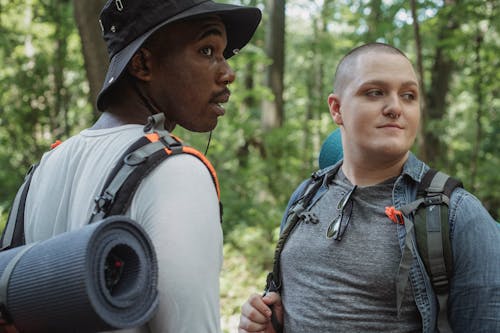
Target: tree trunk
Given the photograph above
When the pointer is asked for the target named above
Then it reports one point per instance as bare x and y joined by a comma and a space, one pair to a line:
442, 71
479, 114
420, 71
94, 49
272, 111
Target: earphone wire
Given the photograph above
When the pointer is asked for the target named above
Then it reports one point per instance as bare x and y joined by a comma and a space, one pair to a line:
208, 143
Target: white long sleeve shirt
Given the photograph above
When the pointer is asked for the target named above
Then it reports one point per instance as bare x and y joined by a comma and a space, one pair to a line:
176, 204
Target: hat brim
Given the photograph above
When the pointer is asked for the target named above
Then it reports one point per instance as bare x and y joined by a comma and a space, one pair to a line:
241, 23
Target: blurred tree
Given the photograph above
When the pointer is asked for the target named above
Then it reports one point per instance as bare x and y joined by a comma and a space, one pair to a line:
93, 47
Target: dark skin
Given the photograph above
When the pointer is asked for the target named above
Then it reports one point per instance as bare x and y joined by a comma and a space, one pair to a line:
180, 71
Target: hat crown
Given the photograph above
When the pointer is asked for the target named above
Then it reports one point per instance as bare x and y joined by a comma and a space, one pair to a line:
122, 21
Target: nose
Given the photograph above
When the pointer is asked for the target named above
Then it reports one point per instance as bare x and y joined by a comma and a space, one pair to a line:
226, 73
393, 108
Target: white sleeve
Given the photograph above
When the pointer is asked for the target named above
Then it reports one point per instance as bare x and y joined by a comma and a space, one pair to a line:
177, 205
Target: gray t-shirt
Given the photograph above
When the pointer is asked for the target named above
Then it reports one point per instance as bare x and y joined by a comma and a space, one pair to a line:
347, 285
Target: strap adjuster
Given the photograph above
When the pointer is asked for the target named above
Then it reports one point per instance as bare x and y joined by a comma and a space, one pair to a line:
103, 202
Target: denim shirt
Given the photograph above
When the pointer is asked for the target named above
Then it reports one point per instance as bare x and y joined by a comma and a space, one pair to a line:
474, 299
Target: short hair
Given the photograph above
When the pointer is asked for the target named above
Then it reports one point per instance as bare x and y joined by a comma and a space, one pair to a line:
343, 68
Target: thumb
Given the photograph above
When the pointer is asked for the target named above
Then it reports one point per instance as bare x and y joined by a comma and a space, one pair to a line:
274, 299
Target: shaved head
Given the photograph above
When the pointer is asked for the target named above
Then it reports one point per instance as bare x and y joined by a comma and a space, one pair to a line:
347, 65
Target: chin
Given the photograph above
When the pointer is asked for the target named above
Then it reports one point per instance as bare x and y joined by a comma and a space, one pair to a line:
201, 127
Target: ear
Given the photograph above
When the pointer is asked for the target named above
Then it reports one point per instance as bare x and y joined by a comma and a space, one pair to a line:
334, 106
140, 66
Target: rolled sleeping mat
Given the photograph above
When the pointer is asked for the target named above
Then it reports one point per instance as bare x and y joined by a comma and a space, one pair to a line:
101, 277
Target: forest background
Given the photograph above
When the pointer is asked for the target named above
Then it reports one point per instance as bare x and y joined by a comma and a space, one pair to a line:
53, 60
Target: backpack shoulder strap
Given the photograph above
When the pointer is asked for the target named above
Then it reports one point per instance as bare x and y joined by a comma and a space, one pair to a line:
136, 163
432, 229
298, 210
13, 233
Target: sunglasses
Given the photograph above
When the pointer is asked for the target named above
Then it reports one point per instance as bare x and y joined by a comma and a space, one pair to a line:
339, 224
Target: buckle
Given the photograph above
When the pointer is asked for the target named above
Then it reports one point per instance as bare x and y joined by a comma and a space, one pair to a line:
103, 202
433, 199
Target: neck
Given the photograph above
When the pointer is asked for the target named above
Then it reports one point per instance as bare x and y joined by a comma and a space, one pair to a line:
367, 173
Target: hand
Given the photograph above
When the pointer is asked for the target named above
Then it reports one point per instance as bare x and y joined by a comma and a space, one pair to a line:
256, 313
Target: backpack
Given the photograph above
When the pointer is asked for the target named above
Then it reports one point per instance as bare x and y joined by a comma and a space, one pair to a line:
135, 164
427, 215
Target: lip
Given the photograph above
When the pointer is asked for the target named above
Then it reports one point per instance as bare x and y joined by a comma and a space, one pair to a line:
392, 125
219, 99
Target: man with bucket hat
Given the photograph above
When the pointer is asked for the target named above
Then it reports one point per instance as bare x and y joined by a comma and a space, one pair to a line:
167, 63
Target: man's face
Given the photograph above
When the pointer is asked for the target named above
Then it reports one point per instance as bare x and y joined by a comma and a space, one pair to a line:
378, 109
190, 74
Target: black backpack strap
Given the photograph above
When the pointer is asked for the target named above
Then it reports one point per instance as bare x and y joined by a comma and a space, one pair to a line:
298, 211
136, 163
432, 229
433, 237
13, 233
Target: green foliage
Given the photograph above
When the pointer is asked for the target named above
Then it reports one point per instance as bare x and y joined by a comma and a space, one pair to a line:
43, 85
44, 98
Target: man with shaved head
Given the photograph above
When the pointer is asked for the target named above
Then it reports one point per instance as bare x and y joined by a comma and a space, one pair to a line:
340, 268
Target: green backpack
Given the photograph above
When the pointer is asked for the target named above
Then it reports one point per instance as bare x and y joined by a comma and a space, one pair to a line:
427, 216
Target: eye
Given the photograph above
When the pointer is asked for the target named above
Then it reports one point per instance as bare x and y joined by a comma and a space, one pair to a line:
410, 96
374, 93
208, 51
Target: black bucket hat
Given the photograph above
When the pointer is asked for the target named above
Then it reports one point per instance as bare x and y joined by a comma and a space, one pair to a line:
126, 24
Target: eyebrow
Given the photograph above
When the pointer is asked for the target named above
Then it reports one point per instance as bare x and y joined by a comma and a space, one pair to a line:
209, 30
382, 83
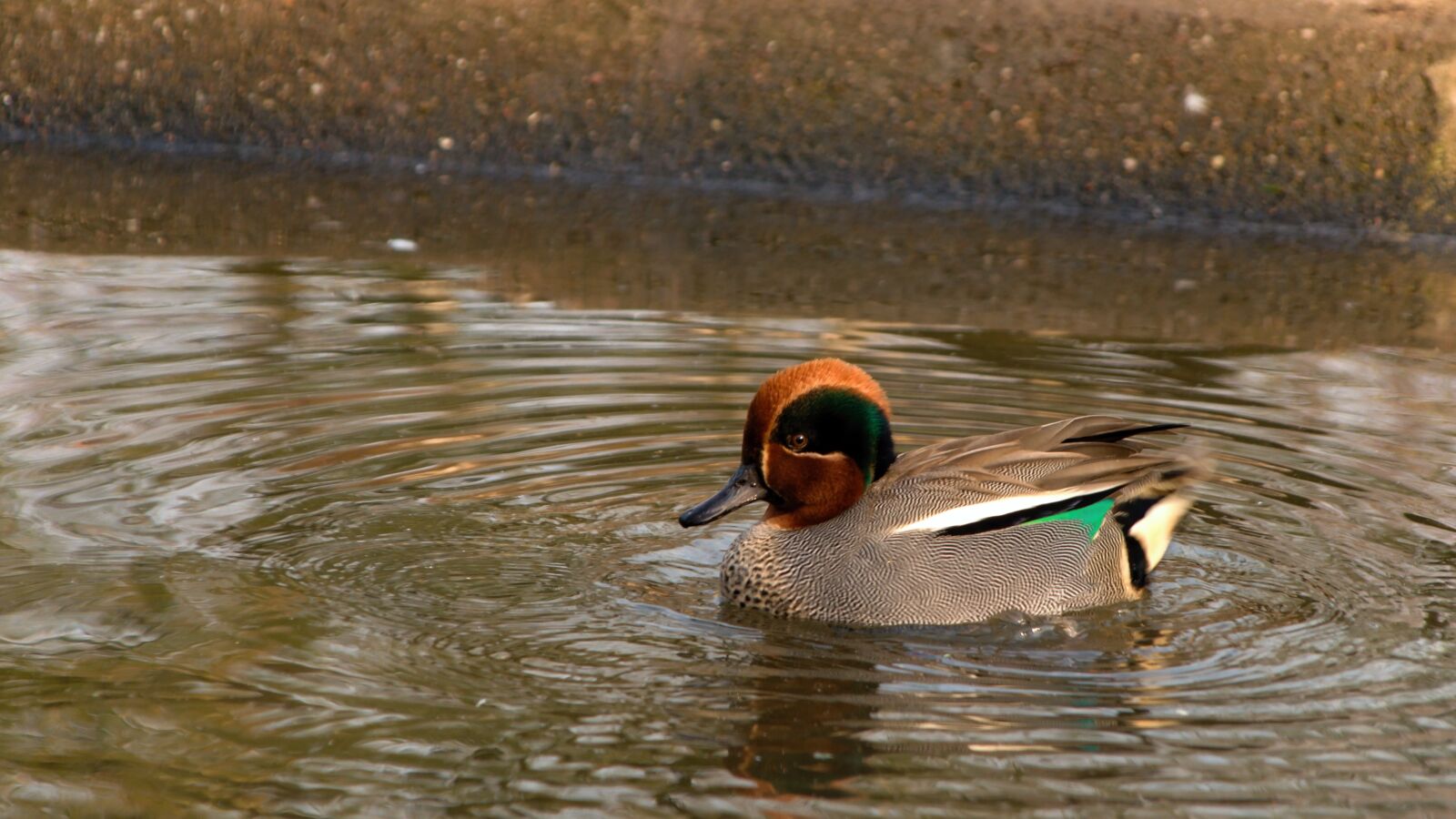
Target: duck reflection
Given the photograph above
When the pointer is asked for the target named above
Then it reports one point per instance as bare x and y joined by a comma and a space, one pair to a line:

* Aim of the exercise
Copy out every line from the one containing "Target: black bucket hat" through the end of the records, requests included, and add 25 to each coordinate in the answers. Leave the pictures out.

* Result below
Target: black bucket hat
Given the photograph above
When the pointer is asked for the target named above
Then it reports one point per instance as bare x and y joined by a comma and a space, one pair to a line:
151, 49
Target: eyebrow
Given the photograph above
When the pointer is asked for the target named above
Then it reports one point per instance as bare x and y joined by a comma and a space, one pair to a line:
234, 55
407, 108
Target: duck reflection
Given the photograph above
When the pointer is asked for the target named above
Then it reports one point per instance as bare x and y joined by a comma and a space, one pair to a line:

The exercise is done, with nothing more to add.